Repeat each entry exactly; omit all pictures.

(Stored items)
☆ ☆ ☆

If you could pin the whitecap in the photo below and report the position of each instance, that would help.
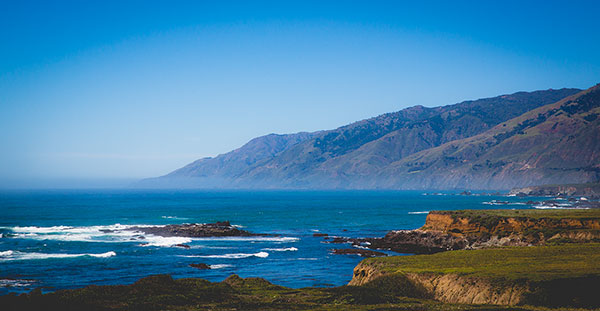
(249, 239)
(16, 255)
(15, 283)
(285, 249)
(174, 217)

☆ ☆ ☆

=== Answer to the exercise ===
If you could pin the whitecap in the photo below and report the position of each instance, that would help.
(249, 239)
(16, 255)
(15, 283)
(285, 249)
(174, 217)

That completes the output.